>>>

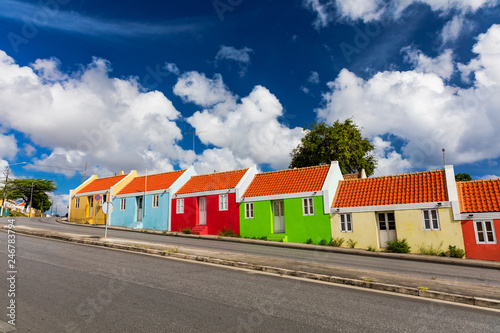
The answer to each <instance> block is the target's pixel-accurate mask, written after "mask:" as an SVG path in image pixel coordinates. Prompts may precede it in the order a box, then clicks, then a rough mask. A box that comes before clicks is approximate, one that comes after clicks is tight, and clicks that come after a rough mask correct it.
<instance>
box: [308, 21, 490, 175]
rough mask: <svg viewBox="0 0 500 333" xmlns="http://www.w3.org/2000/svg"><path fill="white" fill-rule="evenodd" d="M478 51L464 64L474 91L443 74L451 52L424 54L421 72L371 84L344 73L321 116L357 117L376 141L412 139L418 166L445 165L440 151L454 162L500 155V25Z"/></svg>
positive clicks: (388, 77) (414, 159)
mask: <svg viewBox="0 0 500 333" xmlns="http://www.w3.org/2000/svg"><path fill="white" fill-rule="evenodd" d="M473 51H474V52H475V53H476V54H477V57H476V58H475V59H473V60H472V61H471V62H470V63H469V64H466V65H460V64H459V66H458V67H459V68H460V69H461V70H462V71H465V72H467V73H468V75H469V76H470V77H473V78H472V79H471V80H472V81H471V82H472V86H471V87H470V88H460V87H456V86H452V85H448V84H447V83H446V82H445V81H444V80H443V76H444V77H446V76H447V74H448V73H449V72H447V71H445V72H444V74H446V75H444V74H443V72H442V71H441V70H439V68H438V67H439V66H437V64H440V63H442V62H443V61H444V63H449V61H448V58H449V56H448V55H446V53H445V55H446V56H445V57H444V60H443V59H441V60H440V59H439V57H438V58H437V59H427V57H425V58H422V59H424V60H425V61H422V59H420V57H419V58H418V59H417V60H416V63H415V65H416V69H414V70H411V71H406V72H399V71H385V72H379V73H377V74H375V75H374V76H373V77H371V78H369V79H366V80H365V79H363V78H360V77H358V76H356V75H355V74H354V73H352V72H350V71H349V70H347V69H344V70H342V71H341V72H340V74H339V75H338V77H337V78H336V79H335V80H334V81H332V82H329V83H328V85H329V87H330V90H329V91H328V92H326V93H325V94H324V95H323V98H324V106H323V107H320V108H319V109H317V113H318V118H319V119H320V120H326V121H327V122H329V123H333V122H334V121H335V120H337V119H341V120H343V119H346V118H349V117H354V119H355V121H356V122H357V123H358V124H359V125H360V126H362V127H363V134H364V135H366V136H368V137H370V138H372V139H373V138H374V137H376V136H380V135H384V134H386V133H391V134H393V135H396V136H397V137H399V138H400V139H402V140H403V142H405V144H404V145H403V147H402V155H403V158H404V159H406V160H409V161H410V163H411V166H412V167H420V168H429V169H432V168H435V167H441V166H442V155H441V148H445V149H446V152H447V162H449V163H454V164H460V163H472V162H476V161H480V160H483V159H488V158H497V157H499V156H500V145H497V144H495V143H496V142H497V141H498V140H497V128H498V126H499V125H500V113H499V112H498V105H499V104H500V62H498V59H499V58H500V26H498V25H494V26H492V27H491V28H490V29H489V30H488V31H487V32H486V33H485V34H481V35H480V36H479V37H478V41H477V43H476V45H475V46H474V48H473ZM417 55H418V53H417ZM424 65H425V66H424ZM434 72H438V73H437V74H436V73H434ZM393 158H397V156H395V157H394V156H393Z"/></svg>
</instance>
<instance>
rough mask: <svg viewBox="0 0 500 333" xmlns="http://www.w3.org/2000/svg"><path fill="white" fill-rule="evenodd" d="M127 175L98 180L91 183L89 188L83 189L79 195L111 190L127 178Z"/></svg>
mask: <svg viewBox="0 0 500 333" xmlns="http://www.w3.org/2000/svg"><path fill="white" fill-rule="evenodd" d="M126 176H127V175H119V176H113V177H106V178H98V179H95V180H93V181H91V182H90V184H88V185H87V186H85V187H84V188H82V189H81V190H80V191H78V193H88V192H96V191H104V190H107V189H109V188H110V187H111V186H113V185H115V184H116V183H118V182H119V181H120V180H122V179H123V178H125V177H126Z"/></svg>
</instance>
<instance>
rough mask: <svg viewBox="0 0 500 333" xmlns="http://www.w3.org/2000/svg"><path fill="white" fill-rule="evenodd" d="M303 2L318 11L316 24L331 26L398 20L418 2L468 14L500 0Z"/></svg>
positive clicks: (339, 0) (342, 0)
mask: <svg viewBox="0 0 500 333" xmlns="http://www.w3.org/2000/svg"><path fill="white" fill-rule="evenodd" d="M303 3H304V6H305V7H306V8H308V9H309V10H311V11H312V12H313V13H315V14H316V19H315V20H314V22H313V25H314V27H315V28H317V29H319V28H323V27H326V26H328V24H329V23H330V22H332V21H333V20H334V19H335V18H338V19H348V20H362V21H364V22H369V21H376V20H380V19H382V18H383V17H389V18H393V19H397V18H399V17H400V16H401V14H402V13H403V11H404V10H405V9H406V8H408V7H410V6H411V5H413V4H417V3H423V4H427V5H428V6H430V7H431V9H432V10H433V11H436V12H441V13H447V12H449V11H451V10H456V11H458V12H459V13H468V12H475V11H477V10H478V9H479V8H481V7H483V6H489V5H495V4H497V3H498V0H418V1H417V0H390V1H383V0H323V1H322V0H304V1H303ZM453 28H455V29H456V28H457V27H456V26H455V27H453ZM450 32H452V31H450Z"/></svg>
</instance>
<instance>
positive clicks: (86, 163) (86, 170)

<<<

YOUR INSTRUCTIONS: The required answer is an exact, picture-free copy of the lines from the opening of the listing above through the line with "51L464 64L474 91L443".

OUTPUT BELOW:
The answer to each <instance> block is the target's pixel-accurate mask, written after "mask:" as an SVG path in image pixel coordinates. Prompts may precede it in the order a box, then clicks, then a rough mask. A box that comes before clicks is approximate, one that comes after clicks is tight, and clicks that come after a rough mask correct it.
<instance>
box: [308, 21, 490, 175]
rough mask: <svg viewBox="0 0 500 333" xmlns="http://www.w3.org/2000/svg"><path fill="white" fill-rule="evenodd" d="M478 51L464 64L474 91L443 74L451 52L424 54L421 72L371 84L344 73L321 116L357 117L376 141L412 139L418 166L445 165L440 151L454 162L500 155V25Z"/></svg>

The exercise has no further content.